:: Provided records

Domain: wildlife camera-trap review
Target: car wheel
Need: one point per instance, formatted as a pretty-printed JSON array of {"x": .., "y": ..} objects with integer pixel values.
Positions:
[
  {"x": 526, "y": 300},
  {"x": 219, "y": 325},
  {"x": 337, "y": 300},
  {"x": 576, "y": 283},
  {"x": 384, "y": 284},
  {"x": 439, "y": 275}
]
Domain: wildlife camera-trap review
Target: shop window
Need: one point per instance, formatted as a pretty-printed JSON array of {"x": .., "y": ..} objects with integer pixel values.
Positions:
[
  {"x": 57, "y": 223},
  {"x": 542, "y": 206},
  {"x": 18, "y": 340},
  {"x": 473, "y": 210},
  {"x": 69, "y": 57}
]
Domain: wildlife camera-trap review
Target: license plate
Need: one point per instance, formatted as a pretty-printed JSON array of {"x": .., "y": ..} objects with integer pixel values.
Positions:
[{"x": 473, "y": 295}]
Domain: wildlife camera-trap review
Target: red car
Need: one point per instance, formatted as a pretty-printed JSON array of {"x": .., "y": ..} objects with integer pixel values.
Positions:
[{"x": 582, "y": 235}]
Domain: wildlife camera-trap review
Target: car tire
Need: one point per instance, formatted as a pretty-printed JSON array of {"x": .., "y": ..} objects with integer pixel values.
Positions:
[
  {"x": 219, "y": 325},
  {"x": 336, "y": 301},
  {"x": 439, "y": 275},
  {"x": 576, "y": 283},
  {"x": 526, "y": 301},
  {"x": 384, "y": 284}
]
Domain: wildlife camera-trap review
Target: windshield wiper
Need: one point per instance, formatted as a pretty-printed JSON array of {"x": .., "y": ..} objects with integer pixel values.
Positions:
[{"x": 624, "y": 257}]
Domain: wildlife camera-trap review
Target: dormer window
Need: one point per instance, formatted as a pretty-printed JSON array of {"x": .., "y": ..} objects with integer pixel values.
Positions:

::::

■ **Problem statement**
Output the records above in their entirety, exactly.

■ **Result of this task**
Domain: wildlife camera-trap review
Target: car wheel
Need: one point per instance, formatted as a pretty-printed JSON array of {"x": .., "y": ..} objects with integer pixel values.
Positions:
[
  {"x": 526, "y": 300},
  {"x": 219, "y": 325},
  {"x": 337, "y": 300},
  {"x": 576, "y": 283},
  {"x": 384, "y": 284},
  {"x": 439, "y": 275}
]
Domain: wildlife camera-trap review
Target: shop window
Need: one point per instance, formatted as a pretty-printed JSON array of {"x": .., "y": ..} objects with integer pixel values.
Positions:
[
  {"x": 57, "y": 223},
  {"x": 542, "y": 206},
  {"x": 18, "y": 340},
  {"x": 473, "y": 210},
  {"x": 69, "y": 57}
]
Domain: wildlife camera-trap review
Target: license plate
Need: one point per instance, formatted as a pretty-printed JSON array of {"x": .., "y": ..} objects with integer pixel values.
Positions:
[{"x": 473, "y": 295}]
Domain: wildlife camera-trap review
Target: red car
Need: one point per instance, formatted as a pretty-printed JSON array of {"x": .., "y": ..} objects with integer pixel values.
Positions:
[{"x": 582, "y": 235}]
Domain: wildlife camera-trap review
Target: car tire
Need: one point per instance, formatted as a pretty-printed JSON array of {"x": .., "y": ..} objects with integer pixel values.
Positions:
[
  {"x": 219, "y": 325},
  {"x": 336, "y": 301},
  {"x": 439, "y": 275},
  {"x": 576, "y": 283},
  {"x": 526, "y": 301},
  {"x": 384, "y": 284}
]
Domain: wildlife camera-trap review
Target: windshield wiper
Need: one point per instance, formatted as a pretty-printed JSON array of {"x": .., "y": ..} objects with integer pixel values.
Positions:
[{"x": 624, "y": 257}]
Domain: wildlife camera-trap review
Target: dormer window
Need: one point per instance, formatted as a pretty-printed JSON array of {"x": .., "y": ..} objects with integer pixel values.
Positions:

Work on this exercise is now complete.